§ **Work required**
Take the line that contains "Target: slender tree trunk" and every line after it in the material below, and quote them exactly.
____ Data provided
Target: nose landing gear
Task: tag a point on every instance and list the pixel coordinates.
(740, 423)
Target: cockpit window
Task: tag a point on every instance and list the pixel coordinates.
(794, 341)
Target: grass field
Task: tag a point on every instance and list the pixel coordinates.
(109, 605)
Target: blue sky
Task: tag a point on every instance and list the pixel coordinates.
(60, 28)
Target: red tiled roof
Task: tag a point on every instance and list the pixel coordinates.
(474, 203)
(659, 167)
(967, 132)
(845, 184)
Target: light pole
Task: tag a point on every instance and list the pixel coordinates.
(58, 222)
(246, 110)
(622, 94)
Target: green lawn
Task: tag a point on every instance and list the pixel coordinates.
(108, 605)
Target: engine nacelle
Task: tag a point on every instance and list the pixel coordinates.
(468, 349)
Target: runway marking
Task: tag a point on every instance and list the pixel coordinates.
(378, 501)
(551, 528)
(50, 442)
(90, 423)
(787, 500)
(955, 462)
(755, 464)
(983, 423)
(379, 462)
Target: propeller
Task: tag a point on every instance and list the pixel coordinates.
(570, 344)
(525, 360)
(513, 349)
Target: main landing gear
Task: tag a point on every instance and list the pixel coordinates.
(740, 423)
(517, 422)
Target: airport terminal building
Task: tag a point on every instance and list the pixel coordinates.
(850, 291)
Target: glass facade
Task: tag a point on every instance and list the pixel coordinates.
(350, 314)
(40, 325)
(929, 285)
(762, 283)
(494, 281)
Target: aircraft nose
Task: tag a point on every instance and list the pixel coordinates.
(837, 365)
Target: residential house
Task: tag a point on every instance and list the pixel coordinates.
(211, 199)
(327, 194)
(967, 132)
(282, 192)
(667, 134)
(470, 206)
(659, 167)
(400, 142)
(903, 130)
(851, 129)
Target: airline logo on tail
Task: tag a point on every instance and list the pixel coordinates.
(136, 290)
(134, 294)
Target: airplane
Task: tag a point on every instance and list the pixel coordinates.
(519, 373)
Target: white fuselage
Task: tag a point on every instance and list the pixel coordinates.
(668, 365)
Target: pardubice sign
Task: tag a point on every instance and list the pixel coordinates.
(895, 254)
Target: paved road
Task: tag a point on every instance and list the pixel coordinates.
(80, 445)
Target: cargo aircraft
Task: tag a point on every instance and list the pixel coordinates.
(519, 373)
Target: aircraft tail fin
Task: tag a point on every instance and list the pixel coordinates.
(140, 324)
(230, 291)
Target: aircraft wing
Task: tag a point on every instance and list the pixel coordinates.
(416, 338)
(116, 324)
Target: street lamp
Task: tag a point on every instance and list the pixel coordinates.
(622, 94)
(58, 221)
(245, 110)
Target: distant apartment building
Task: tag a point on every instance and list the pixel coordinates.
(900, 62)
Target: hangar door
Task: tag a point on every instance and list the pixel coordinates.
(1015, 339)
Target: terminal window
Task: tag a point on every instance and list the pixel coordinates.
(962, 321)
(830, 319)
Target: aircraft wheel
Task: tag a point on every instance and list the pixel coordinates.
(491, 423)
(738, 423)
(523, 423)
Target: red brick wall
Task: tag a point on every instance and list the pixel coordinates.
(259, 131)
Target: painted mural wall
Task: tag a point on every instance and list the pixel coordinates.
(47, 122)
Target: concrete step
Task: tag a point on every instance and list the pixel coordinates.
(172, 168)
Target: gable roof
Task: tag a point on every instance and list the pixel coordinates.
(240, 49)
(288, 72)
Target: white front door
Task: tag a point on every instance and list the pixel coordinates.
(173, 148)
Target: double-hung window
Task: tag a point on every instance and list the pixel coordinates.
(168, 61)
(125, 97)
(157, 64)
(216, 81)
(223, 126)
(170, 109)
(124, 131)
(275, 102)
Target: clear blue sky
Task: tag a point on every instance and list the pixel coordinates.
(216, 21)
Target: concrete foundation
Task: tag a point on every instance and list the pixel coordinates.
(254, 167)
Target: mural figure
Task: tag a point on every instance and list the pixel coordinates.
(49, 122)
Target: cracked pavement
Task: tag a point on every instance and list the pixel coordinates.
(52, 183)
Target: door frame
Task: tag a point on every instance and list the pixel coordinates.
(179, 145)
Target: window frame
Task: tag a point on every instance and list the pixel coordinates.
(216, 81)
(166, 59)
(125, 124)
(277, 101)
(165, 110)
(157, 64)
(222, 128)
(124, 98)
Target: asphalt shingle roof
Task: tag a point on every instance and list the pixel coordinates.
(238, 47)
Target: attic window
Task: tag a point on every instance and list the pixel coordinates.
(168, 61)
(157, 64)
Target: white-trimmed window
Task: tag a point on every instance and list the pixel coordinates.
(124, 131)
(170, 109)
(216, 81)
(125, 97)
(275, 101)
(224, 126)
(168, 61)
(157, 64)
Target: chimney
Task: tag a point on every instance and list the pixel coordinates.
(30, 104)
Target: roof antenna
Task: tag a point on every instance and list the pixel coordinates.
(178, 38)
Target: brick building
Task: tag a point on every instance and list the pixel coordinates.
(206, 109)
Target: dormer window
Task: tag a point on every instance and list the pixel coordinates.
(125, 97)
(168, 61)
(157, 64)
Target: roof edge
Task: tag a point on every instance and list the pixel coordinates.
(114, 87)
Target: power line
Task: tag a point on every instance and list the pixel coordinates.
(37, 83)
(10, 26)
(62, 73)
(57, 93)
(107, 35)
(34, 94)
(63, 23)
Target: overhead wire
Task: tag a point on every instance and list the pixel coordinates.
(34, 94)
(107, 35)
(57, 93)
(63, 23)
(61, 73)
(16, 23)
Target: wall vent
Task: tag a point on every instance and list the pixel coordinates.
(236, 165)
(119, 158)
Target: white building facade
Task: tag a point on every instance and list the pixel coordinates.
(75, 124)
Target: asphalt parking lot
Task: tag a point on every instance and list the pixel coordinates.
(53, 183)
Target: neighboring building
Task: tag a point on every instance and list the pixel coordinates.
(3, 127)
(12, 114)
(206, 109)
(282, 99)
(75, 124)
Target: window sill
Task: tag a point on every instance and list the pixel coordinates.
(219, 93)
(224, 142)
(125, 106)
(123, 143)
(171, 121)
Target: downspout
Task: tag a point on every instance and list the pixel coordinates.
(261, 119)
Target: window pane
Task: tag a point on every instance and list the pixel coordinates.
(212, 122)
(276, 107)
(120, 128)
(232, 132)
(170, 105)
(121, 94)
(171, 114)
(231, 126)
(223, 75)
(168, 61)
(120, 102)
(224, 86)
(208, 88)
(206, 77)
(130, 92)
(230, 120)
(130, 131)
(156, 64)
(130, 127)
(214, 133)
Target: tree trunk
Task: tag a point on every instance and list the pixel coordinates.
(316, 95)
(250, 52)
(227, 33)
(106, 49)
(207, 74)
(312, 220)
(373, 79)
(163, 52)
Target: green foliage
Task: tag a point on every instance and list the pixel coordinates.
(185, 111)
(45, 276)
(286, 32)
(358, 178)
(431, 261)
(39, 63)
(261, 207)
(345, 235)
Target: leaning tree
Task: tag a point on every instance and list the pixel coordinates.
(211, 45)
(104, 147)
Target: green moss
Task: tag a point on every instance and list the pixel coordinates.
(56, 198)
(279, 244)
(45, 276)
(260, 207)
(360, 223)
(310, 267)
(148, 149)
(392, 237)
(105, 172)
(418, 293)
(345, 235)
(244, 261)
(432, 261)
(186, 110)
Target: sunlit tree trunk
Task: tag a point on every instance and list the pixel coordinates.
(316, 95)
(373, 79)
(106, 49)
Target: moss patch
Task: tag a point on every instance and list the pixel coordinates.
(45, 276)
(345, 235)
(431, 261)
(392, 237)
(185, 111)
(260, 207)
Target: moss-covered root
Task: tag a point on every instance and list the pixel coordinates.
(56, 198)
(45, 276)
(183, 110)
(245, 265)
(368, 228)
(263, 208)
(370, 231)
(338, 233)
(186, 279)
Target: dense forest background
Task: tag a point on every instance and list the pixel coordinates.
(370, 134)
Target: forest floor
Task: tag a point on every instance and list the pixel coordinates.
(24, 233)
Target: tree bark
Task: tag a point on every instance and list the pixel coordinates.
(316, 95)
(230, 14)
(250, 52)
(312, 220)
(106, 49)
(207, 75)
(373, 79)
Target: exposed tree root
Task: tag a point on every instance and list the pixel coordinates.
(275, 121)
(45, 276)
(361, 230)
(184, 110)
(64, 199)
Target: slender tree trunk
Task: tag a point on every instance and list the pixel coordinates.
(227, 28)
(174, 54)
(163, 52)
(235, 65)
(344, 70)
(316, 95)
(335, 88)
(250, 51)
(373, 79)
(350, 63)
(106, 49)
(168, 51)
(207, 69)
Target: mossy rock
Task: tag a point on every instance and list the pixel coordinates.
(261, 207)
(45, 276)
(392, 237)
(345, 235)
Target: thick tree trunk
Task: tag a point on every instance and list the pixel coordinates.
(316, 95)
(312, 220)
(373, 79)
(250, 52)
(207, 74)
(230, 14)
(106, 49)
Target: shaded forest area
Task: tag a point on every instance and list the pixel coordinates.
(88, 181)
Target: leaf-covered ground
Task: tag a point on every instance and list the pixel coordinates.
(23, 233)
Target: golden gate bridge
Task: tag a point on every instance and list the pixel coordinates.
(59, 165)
________
§ **Problem solution**
Target: slender tree trunk
Task: tag a point on every instance and list the pixel coordinates.
(227, 28)
(174, 54)
(163, 52)
(235, 65)
(344, 70)
(316, 95)
(335, 88)
(250, 51)
(373, 79)
(350, 63)
(106, 49)
(168, 51)
(207, 69)
Target: mossy rock
Task: tag a point on every instance and list the pixel coordinates.
(261, 207)
(45, 276)
(392, 237)
(345, 235)
Target: thick tree trunk
Task: tag a point on every instance and list the pixel coordinates.
(316, 95)
(312, 220)
(373, 79)
(250, 52)
(207, 74)
(230, 14)
(106, 49)
Target: shaded forest area
Task: tag a point on every instance and list the pixel coordinates.
(88, 181)
Target: leaf-covered ground
Task: tag a point on every instance and list the pixel coordinates.
(23, 233)
Target: golden gate bridge
Task: tag a point on every instance and list the pixel coordinates.
(59, 165)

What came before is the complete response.